What is expected: List each line below that contains the string "detect". Case counts.

☆ ☆ ☆

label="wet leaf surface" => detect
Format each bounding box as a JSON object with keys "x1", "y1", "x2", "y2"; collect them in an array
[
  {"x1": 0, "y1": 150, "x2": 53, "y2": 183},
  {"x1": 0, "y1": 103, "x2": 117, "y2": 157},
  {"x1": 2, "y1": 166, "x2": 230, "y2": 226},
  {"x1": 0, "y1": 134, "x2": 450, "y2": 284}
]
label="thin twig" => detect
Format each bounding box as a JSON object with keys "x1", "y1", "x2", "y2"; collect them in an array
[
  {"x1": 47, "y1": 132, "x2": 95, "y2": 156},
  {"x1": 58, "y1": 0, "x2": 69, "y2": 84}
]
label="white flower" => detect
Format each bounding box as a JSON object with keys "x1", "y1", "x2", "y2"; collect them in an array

☆ ☆ ☆

Reply to the task:
label="wet leaf surface" => detect
label="thin twig" => detect
label="white flower" => detect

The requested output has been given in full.